(Document section)
HONG KONG, August 20. /TASS/. Russian President Vladimir Putin and Chinese leader Xi Jinping may use their appearance at the upcoming G20 summit in Bali to demonstrate their defiance against the rules being dictated by the West and reaffirm their important role internationally, the China South Morning Post said on Saturday.
"The physical presence of the two leaders [at the summit] can also be read as a form of their resistance to Western domination in the system of international politics," the newspaper quoted Nur Rachmat Yuliantoro, an international relations lecturer at Gadjah Mada University in Indonesia, as saying.
He assumes "Xi will use this event to state directly Beijing’s position on various political, economic and security issues in the world today."
If the Chinese leader arrives in Bali, that will be his first foreign trip since the pandemic started. "Xi’s decision is intended to reflect a position of strength and openness to deepening and resuming communication [with the world at large] at levels that had existed prior to the pandemic," Brian Wong, a geopolitical strategist and founder of the Oxford Political Review, told the paper.
"Putin’s decision [to potentially visit Bali], on the other hand, is even more symbolically charged - it is an attempt on the part of a besieged Russia to demonstrate that it still has a key say and stake in the international order," the newspaper quoted the analyst as saying. According to Chinese political scientist Pang Zhongying, "Western countries had demanded [Indonesia] disinvite Russia, but Indonesia resisted the pressure, so this is an opportunity for Russia."
In an interview with Bloomberg on Thursday, Indonesian President Joko Widodo said the leaders of Russia and China were planning to participate in the summit in person. Neither the Kremlin, no the Chinese Foreign Ministry has yet officially confirmed these plans.

(Extracted records)
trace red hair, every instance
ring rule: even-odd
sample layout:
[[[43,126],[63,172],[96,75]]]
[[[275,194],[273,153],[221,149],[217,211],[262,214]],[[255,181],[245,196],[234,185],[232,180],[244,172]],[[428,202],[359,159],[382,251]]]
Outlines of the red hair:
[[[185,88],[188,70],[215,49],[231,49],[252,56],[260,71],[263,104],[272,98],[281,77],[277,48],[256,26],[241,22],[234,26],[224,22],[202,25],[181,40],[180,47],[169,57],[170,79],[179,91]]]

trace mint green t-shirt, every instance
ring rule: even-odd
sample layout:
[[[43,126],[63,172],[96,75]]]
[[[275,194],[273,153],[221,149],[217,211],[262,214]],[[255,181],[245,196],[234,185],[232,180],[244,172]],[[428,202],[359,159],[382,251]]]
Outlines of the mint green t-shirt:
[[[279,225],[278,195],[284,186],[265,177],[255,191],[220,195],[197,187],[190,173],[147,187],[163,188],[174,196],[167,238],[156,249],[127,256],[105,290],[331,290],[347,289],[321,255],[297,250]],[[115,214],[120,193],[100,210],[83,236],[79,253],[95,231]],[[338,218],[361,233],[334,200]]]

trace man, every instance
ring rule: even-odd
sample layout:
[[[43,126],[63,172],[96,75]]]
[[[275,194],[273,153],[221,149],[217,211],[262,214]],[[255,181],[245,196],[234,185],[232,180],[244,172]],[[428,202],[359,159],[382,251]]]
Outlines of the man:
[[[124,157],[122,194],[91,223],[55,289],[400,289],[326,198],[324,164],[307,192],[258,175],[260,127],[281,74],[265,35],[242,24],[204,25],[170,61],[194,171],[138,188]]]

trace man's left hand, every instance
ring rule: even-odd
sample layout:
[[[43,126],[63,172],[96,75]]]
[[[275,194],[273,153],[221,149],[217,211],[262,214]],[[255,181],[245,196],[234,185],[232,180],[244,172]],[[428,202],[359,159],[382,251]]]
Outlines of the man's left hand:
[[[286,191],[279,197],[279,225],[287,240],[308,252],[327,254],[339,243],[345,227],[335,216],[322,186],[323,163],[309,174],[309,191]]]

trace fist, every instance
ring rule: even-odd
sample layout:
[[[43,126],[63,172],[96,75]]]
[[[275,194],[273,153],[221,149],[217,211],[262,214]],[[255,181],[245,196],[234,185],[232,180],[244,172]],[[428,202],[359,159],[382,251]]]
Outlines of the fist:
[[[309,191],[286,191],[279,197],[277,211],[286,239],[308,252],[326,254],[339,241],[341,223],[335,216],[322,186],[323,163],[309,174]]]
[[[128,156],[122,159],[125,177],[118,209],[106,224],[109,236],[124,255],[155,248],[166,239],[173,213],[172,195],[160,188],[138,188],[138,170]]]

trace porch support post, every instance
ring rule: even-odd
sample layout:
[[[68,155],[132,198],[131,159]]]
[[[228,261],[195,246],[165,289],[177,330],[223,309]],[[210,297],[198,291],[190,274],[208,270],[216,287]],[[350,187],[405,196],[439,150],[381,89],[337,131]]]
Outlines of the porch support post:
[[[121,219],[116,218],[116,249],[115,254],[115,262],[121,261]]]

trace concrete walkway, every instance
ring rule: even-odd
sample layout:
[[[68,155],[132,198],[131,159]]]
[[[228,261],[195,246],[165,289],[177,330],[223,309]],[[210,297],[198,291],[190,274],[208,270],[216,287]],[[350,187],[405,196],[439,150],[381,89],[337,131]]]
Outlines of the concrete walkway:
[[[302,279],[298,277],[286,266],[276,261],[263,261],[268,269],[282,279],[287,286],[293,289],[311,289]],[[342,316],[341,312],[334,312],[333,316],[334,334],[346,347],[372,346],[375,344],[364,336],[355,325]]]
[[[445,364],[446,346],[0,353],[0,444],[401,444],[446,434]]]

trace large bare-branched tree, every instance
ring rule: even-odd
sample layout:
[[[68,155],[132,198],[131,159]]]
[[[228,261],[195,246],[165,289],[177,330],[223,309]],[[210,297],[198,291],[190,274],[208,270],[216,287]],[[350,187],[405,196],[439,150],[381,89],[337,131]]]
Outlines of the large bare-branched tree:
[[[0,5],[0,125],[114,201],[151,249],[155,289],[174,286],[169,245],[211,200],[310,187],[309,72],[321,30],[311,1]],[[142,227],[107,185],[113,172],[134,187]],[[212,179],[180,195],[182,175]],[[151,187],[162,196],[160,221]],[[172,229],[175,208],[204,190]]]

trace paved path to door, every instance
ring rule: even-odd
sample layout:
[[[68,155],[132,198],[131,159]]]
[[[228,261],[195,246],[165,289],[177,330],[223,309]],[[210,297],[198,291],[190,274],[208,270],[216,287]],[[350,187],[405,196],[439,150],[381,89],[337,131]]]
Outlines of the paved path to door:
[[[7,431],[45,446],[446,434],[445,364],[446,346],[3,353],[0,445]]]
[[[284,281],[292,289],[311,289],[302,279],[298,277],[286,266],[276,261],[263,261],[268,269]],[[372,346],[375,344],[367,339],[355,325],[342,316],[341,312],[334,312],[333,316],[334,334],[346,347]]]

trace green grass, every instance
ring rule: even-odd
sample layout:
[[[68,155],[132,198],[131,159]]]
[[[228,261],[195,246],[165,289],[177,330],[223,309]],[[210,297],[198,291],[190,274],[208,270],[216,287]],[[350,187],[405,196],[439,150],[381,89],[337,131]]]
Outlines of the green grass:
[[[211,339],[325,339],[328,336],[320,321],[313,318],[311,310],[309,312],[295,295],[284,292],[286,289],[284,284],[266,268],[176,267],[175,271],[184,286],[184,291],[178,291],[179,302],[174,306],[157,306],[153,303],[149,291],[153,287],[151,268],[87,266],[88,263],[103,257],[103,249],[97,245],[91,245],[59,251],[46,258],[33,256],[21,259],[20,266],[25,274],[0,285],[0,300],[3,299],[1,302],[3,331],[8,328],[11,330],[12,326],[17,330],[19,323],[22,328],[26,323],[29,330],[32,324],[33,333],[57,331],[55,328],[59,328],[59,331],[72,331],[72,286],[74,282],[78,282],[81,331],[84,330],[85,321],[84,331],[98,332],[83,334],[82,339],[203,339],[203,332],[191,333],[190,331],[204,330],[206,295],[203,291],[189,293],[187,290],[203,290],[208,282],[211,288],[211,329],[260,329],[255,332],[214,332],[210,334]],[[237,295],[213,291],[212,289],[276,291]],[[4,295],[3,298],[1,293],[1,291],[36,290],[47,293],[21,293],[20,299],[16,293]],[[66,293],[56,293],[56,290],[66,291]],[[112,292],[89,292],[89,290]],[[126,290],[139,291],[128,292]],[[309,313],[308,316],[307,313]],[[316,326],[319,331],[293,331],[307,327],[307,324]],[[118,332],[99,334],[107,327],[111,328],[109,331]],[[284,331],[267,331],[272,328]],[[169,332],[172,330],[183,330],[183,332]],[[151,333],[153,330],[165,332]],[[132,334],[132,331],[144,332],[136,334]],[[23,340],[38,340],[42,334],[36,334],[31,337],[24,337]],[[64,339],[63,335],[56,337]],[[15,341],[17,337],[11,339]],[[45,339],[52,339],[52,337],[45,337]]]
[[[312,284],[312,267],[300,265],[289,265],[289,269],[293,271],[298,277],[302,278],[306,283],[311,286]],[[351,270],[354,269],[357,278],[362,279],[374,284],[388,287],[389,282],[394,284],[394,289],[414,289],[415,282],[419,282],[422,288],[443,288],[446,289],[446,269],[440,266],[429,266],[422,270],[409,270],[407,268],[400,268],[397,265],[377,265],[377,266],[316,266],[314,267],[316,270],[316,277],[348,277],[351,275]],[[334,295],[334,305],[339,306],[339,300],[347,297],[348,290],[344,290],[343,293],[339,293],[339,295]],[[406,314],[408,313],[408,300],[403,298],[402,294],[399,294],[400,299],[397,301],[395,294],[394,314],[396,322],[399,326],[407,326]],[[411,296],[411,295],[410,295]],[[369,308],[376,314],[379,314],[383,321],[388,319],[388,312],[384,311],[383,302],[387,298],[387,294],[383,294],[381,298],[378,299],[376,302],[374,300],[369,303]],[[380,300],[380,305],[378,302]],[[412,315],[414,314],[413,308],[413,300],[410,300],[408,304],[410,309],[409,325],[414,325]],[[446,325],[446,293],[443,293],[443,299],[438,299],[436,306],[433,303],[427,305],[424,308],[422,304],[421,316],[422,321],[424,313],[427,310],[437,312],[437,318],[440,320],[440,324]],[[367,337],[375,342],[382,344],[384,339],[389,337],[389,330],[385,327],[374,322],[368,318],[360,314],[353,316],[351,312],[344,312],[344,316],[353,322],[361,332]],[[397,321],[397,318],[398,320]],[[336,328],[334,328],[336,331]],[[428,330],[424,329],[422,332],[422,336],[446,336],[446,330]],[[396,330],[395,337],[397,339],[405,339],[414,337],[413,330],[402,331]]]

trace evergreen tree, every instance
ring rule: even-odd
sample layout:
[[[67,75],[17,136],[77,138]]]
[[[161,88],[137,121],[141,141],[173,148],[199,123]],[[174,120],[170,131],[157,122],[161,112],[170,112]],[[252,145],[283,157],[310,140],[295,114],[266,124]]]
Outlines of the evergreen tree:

(Tasks)
• A. Decide whether each statement below agrees with the G20 summit report. For each, answer yes or no and quote the deciding words of the report. (i) A trip to Bali would be Xi Jinping's first foreign trip since the pandemic started. (ii) Joko Widodo spoke about the two leaders' plans in an interview with Reuters. (iii) Indonesia gave in to Western demands to disinvite Russia.
• B. Retype the part of the G20 summit report that opens with the words containing "If the Chinese" and closes with "told the paper.".

(Written responses)
• A.
(i) Yes: "If the Chinese leader arrives in Bali, that will be his first foreign trip since the pandemic started."
(ii) No: "In an interview with Bloomberg on Thursday, Indonesian President Joko Widodo said the leaders of Russia and China were planning to participate in the summit in person."
(iii) No: "Indonesia resisted the pressure, so this is an opportunity for Russia."

• B.
If the Chinese leader arrives in Bali, that will be his first foreign trip since the pandemic started. "Xi’s decision is intended to reflect a position of strength and openness to deepening and resuming communication [with the world at large] at levels that had existed prior to the pandemic," Brian Wong, a geopolitical strategist and founder of the Oxford Political Review, told the paper.